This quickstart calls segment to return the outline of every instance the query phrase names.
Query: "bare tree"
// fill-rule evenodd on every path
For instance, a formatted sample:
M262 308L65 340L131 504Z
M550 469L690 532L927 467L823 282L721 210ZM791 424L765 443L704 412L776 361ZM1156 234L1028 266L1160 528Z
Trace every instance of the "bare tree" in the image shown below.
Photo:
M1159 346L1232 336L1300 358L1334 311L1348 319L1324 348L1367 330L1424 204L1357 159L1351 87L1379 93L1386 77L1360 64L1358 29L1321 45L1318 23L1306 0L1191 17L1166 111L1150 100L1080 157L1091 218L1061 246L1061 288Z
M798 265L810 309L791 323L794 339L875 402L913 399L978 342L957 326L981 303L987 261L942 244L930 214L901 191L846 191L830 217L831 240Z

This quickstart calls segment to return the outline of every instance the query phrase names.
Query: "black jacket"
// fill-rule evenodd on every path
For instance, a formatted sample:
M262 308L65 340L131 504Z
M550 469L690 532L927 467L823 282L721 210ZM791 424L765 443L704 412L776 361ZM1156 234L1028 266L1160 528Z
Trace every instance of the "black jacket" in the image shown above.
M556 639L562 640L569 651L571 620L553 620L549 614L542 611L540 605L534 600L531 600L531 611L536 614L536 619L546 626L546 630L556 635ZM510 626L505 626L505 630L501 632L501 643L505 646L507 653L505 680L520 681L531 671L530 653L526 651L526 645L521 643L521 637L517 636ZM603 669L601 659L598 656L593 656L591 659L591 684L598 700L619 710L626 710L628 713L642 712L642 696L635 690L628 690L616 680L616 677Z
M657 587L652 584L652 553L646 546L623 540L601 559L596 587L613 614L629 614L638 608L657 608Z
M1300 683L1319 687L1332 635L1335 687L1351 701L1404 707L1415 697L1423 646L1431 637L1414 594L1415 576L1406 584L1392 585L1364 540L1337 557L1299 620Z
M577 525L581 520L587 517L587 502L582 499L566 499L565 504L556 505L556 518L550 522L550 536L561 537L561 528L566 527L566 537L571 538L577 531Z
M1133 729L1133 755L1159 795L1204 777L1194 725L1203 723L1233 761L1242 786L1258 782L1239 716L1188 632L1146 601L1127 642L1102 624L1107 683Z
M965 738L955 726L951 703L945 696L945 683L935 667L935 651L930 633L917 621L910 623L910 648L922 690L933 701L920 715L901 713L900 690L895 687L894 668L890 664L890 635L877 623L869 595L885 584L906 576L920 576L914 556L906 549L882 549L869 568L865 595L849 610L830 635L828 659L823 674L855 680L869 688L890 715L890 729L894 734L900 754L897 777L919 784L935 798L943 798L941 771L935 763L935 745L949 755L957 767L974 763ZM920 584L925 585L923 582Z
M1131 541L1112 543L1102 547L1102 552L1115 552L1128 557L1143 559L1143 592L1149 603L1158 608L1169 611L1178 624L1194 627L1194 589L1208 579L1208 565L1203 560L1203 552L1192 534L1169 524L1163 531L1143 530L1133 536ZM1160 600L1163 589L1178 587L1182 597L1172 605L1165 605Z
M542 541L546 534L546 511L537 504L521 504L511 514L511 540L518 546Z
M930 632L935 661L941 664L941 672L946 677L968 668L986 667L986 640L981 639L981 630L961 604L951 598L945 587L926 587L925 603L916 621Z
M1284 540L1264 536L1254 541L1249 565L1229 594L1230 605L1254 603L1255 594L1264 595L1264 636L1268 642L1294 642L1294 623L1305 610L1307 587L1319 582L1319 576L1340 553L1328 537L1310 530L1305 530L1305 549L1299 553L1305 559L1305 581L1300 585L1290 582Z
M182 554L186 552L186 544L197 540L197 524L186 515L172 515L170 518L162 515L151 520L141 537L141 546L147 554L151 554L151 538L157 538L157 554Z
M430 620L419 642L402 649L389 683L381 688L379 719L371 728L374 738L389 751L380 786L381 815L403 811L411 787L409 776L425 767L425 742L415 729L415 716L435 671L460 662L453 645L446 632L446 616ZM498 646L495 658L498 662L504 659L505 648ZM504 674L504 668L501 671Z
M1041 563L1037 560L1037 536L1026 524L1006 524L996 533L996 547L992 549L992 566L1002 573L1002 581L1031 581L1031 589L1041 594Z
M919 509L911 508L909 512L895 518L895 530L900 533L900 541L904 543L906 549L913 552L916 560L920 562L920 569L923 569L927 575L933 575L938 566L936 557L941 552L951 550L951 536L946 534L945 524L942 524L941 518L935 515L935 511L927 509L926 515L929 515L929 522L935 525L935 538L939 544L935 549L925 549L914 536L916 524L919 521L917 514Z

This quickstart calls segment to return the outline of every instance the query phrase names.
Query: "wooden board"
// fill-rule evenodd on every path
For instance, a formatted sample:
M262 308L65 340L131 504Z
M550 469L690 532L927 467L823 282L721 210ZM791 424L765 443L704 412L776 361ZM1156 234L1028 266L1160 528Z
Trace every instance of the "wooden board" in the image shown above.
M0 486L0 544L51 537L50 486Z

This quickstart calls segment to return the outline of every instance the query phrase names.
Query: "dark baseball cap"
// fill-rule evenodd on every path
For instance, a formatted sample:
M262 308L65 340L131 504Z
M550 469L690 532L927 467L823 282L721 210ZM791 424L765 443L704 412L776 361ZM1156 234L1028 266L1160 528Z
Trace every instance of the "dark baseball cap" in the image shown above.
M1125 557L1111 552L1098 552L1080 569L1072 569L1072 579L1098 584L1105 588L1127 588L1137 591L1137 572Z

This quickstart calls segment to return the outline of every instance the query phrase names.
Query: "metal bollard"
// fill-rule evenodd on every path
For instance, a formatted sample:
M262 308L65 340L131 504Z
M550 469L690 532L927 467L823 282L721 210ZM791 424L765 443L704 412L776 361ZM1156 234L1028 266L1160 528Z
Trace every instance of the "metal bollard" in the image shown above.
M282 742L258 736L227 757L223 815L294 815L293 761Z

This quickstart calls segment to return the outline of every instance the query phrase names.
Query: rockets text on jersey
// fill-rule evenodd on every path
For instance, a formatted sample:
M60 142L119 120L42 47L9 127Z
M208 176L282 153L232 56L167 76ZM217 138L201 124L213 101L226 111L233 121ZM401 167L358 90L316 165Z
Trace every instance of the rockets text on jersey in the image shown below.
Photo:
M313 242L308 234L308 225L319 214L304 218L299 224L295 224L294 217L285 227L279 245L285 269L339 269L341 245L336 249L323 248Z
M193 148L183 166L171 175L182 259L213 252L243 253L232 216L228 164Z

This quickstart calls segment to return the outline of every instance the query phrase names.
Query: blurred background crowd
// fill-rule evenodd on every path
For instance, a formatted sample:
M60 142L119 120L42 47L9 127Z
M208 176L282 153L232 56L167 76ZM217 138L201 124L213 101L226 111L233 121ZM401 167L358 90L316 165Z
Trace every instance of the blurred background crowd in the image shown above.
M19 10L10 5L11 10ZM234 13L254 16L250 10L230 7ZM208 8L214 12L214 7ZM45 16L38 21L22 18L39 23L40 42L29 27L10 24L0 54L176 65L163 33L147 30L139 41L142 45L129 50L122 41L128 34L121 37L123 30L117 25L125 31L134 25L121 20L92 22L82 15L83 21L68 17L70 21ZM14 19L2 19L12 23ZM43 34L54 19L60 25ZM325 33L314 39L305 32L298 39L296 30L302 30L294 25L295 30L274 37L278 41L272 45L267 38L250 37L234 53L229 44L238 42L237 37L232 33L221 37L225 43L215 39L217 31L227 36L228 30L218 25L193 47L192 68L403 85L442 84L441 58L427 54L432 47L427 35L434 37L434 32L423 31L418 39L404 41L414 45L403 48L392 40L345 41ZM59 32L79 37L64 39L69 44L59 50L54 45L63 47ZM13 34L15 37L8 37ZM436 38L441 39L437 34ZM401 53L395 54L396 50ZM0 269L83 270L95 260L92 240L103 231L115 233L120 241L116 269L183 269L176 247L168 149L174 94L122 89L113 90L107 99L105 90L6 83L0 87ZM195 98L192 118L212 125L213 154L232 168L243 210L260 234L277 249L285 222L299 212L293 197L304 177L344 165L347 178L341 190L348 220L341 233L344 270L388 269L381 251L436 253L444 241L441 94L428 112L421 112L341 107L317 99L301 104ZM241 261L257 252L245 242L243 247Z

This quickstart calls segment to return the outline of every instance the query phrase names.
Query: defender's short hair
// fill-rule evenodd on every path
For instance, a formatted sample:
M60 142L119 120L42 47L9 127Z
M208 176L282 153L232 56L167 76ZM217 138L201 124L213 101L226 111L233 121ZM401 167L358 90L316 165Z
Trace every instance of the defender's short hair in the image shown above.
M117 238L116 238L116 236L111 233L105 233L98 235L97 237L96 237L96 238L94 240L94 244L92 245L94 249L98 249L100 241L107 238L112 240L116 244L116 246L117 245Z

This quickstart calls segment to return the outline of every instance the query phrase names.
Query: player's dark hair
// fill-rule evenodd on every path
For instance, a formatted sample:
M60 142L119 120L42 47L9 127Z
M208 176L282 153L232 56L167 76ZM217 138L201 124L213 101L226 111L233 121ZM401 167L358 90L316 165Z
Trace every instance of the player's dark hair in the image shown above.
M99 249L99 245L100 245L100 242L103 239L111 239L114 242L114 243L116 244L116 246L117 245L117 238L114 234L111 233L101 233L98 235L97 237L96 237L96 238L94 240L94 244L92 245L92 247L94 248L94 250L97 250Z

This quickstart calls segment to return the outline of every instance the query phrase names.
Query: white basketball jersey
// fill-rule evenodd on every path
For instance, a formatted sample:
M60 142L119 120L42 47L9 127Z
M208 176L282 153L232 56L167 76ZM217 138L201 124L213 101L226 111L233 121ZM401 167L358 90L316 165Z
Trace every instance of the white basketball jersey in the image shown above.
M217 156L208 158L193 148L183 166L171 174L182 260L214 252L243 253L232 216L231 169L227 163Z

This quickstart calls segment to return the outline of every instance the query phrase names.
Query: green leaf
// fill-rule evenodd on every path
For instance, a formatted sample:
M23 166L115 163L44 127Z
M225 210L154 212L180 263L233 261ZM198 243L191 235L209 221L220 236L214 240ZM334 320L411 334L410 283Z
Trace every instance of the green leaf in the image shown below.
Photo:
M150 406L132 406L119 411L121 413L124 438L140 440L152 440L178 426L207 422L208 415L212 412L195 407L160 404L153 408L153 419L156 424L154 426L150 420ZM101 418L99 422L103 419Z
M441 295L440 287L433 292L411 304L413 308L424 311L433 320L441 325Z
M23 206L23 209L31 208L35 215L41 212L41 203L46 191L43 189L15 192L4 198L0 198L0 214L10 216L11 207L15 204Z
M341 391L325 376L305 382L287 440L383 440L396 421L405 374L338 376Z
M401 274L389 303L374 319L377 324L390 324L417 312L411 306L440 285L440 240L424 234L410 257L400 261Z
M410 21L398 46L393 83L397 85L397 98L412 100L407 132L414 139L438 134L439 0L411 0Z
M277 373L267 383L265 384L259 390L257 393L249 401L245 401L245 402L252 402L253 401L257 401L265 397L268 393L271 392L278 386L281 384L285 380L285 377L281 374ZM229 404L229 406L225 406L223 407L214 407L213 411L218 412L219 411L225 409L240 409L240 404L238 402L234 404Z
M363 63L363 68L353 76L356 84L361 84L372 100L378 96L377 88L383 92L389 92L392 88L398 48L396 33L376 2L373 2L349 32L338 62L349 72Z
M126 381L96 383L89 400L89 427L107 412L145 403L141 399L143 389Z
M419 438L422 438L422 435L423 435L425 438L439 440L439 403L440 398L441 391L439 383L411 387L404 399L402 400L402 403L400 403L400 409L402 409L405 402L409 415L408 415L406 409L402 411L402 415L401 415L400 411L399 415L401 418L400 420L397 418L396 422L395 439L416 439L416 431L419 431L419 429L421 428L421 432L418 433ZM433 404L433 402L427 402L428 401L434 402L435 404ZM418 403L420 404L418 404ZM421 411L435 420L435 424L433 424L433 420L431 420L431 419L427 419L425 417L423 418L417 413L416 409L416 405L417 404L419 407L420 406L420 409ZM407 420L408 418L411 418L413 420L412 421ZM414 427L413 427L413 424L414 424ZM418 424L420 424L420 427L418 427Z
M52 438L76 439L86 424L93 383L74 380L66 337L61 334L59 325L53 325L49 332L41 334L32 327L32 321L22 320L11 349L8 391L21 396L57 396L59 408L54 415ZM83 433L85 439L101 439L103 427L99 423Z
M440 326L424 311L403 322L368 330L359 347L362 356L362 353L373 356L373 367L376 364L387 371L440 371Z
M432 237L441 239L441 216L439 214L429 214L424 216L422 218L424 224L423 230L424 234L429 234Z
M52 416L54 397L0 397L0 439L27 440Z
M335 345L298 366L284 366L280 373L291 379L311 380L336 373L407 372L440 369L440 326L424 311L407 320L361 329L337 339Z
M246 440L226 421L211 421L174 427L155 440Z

*What is expected*. Return everything from the first line of the rows above down to the line containing "M798 265L810 309L791", including both ends, with every character unchanged.

*Output*.
This quickstart calls segment to return the outline of every instance the query phrase names.
Query: "bare tree"
// fill-rule evenodd on every path
For instance, a formatted sample:
M262 308L65 340L131 504Z
M550 469L690 532L927 467L823 282L721 210ZM791 424L765 443L704 412L776 361ZM1156 234L1028 266L1160 528Z
Trace every instance of the "bare tree" in the image shown below.
Photo:
M1159 346L1232 336L1300 358L1334 311L1348 319L1324 348L1367 330L1424 204L1357 159L1351 87L1379 93L1386 77L1360 64L1358 29L1321 45L1318 23L1306 0L1191 17L1166 111L1150 100L1080 157L1091 218L1061 246L1061 288Z
M798 265L810 309L791 323L794 339L875 402L913 399L978 342L957 326L981 303L987 261L942 244L930 214L901 191L846 191L830 217L831 240Z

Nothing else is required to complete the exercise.